Required work: All of the entries below are to be copied without any alteration.
········
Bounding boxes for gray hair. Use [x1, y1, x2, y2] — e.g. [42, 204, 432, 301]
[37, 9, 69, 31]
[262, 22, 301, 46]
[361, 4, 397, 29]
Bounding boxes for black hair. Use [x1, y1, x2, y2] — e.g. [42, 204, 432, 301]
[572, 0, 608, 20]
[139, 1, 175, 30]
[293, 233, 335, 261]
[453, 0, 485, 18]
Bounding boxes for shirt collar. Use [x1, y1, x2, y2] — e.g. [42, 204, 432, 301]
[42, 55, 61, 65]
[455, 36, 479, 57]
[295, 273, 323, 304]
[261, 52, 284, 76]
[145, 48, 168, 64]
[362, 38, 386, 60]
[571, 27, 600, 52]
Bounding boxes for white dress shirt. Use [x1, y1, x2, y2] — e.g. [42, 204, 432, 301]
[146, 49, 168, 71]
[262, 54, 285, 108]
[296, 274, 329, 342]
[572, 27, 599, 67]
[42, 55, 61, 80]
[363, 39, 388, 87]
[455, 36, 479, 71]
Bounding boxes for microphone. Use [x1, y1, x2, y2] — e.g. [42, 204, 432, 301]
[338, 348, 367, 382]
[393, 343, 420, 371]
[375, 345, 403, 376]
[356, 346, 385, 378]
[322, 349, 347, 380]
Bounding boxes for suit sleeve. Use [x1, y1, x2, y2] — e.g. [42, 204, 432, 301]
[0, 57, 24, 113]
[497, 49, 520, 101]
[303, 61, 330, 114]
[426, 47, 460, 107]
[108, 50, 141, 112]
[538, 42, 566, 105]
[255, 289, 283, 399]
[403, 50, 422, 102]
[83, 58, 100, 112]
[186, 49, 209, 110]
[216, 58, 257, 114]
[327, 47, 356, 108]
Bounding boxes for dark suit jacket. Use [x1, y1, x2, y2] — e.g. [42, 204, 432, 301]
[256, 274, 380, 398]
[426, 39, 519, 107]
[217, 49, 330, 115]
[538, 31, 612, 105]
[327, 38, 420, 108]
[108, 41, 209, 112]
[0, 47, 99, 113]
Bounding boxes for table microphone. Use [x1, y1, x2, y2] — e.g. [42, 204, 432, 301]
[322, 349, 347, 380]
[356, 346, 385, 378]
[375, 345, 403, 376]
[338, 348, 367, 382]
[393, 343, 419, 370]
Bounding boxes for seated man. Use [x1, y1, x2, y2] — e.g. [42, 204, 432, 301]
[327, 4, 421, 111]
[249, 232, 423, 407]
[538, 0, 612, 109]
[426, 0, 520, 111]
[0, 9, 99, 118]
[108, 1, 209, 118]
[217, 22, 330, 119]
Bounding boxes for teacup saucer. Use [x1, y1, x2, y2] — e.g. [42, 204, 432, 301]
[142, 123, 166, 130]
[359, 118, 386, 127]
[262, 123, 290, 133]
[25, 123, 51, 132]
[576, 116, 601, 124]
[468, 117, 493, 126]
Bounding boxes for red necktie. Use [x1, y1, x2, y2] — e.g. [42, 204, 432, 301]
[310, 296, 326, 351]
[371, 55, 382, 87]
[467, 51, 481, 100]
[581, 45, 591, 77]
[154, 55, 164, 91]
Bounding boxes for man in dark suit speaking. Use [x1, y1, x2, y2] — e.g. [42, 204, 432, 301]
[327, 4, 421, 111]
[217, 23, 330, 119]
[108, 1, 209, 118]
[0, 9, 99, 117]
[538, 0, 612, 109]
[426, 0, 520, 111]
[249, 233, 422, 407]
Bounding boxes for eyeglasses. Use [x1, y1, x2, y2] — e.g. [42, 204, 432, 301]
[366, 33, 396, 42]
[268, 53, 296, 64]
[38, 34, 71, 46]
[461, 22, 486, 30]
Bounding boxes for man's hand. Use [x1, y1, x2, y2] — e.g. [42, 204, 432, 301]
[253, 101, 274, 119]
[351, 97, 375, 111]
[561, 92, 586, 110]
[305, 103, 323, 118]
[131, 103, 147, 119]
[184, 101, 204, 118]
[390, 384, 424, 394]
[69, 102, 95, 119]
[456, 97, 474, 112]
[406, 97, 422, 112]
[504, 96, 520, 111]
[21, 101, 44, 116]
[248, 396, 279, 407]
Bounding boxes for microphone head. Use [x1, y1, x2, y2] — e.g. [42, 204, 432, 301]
········
Answer to this task:
Bounding boxes for gray hair. Use [x1, y1, x2, y2] — e.g. [42, 204, 432, 301]
[37, 9, 69, 31]
[262, 22, 301, 46]
[361, 4, 397, 29]
Bounding boxes for black hair. Use [x1, y1, x2, y2] — e.g. [42, 204, 432, 301]
[572, 0, 608, 20]
[139, 1, 175, 30]
[293, 233, 335, 261]
[453, 0, 485, 18]
Bounding boxes for shirt collar. Use [x1, y1, x2, y2] — e.g. [42, 204, 432, 301]
[42, 55, 61, 65]
[455, 36, 479, 57]
[295, 273, 323, 304]
[261, 52, 284, 76]
[145, 48, 168, 64]
[362, 38, 386, 60]
[571, 27, 600, 52]
Bounding boxes for white dress shirt. Use [x1, y1, x2, y2] — e.g. [42, 204, 432, 301]
[146, 49, 168, 71]
[262, 54, 285, 108]
[296, 274, 329, 342]
[572, 27, 599, 67]
[42, 55, 61, 80]
[363, 39, 388, 87]
[455, 36, 479, 71]
Bounding boxes for microphone. Use [x1, y1, x2, y2] — e.g. [42, 204, 432, 301]
[338, 348, 367, 382]
[393, 343, 420, 371]
[375, 345, 403, 376]
[356, 346, 385, 378]
[322, 349, 347, 380]
Bounding boxes for suit sleeve. Use [x1, y1, x2, y2] — e.g. [42, 204, 432, 301]
[0, 57, 24, 113]
[497, 49, 520, 101]
[303, 61, 330, 114]
[426, 47, 460, 107]
[108, 50, 141, 112]
[538, 42, 566, 105]
[255, 289, 283, 399]
[403, 50, 422, 102]
[83, 58, 100, 112]
[186, 49, 209, 110]
[216, 58, 257, 114]
[327, 47, 356, 108]
Bounding boxes for dark suit jacket. Use [x1, y1, x2, y2] — e.g. [42, 204, 432, 301]
[256, 274, 380, 398]
[426, 39, 519, 107]
[217, 49, 330, 115]
[538, 31, 612, 105]
[327, 38, 420, 108]
[108, 41, 209, 112]
[0, 47, 99, 113]
Bounding boxes for table microphone. Use [x1, y1, x2, y2] — e.g. [42, 204, 432, 301]
[322, 349, 347, 380]
[356, 346, 385, 378]
[375, 345, 403, 376]
[338, 348, 367, 382]
[393, 343, 419, 370]
Bounding boxes for seated man. Use [x1, y1, x2, y2] — e.g. [42, 204, 432, 301]
[327, 4, 421, 111]
[249, 232, 423, 407]
[538, 0, 612, 109]
[426, 0, 520, 111]
[0, 9, 99, 118]
[108, 1, 209, 118]
[217, 22, 330, 119]
Bounding boxes for teacup saucer. Use [x1, y1, x2, y2] — e.g. [42, 204, 432, 301]
[142, 123, 166, 130]
[359, 118, 386, 127]
[262, 123, 290, 133]
[25, 123, 51, 132]
[576, 116, 601, 124]
[468, 117, 493, 126]
Bounding boxes for red necktie. Use [x1, y1, x2, y2] — e.g. [42, 204, 432, 301]
[310, 296, 326, 351]
[371, 55, 382, 87]
[467, 51, 481, 100]
[581, 45, 591, 77]
[154, 55, 164, 91]
Bounding boxes for man in dark suit speaking. Use [x1, y1, x2, y2] — e.g. [42, 204, 432, 301]
[327, 4, 421, 111]
[217, 23, 330, 119]
[108, 1, 209, 118]
[0, 9, 99, 117]
[538, 0, 612, 109]
[426, 0, 520, 111]
[249, 233, 422, 407]
Bounding boxes for eyeglasses. Use [x1, y1, x2, y2] — e.g. [42, 204, 432, 301]
[366, 33, 396, 42]
[268, 53, 296, 64]
[38, 34, 71, 46]
[461, 22, 486, 30]
Bounding boxes for man's hand. Use [x1, y1, x2, y2] — e.g. [42, 204, 432, 301]
[253, 101, 274, 119]
[351, 97, 375, 111]
[561, 92, 586, 110]
[305, 103, 323, 118]
[131, 103, 147, 119]
[184, 101, 204, 118]
[390, 384, 424, 394]
[69, 102, 95, 119]
[456, 97, 474, 112]
[406, 97, 422, 112]
[504, 96, 520, 111]
[21, 101, 44, 116]
[248, 396, 279, 407]
Bounding boxes for microphone head. Use [x1, y1, x2, y2] — e.g. [42, 204, 432, 301]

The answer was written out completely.